Your output should be the entries below, exact in every detail.

== Dataset records ==

Start of Block

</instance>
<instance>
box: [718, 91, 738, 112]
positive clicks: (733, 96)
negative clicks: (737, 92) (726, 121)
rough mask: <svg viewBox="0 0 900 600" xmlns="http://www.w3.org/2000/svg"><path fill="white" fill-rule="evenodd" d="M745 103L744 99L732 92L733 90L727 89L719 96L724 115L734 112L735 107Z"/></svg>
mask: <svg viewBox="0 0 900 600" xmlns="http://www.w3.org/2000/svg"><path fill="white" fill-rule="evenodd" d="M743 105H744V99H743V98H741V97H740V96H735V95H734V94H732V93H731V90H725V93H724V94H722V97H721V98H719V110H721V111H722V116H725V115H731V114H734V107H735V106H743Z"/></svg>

End of Block

== Solution for this task ==
</instance>
<instance>
box: [718, 91, 738, 112]
positive clicks: (733, 96)
negative clicks: (737, 92) (726, 121)
rough mask: <svg viewBox="0 0 900 600" xmlns="http://www.w3.org/2000/svg"><path fill="white" fill-rule="evenodd" d="M745 103L744 99L732 92L733 90L727 89L719 96L724 115L734 112L735 107Z"/></svg>
mask: <svg viewBox="0 0 900 600" xmlns="http://www.w3.org/2000/svg"><path fill="white" fill-rule="evenodd" d="M743 105H744V99H743V98H741V97H740V96H735V95H734V94H732V93H731V90H725V93H724V94H722V97H721V98H719V110H721V111H722V116H725V115H731V114H734V107H735V106H743Z"/></svg>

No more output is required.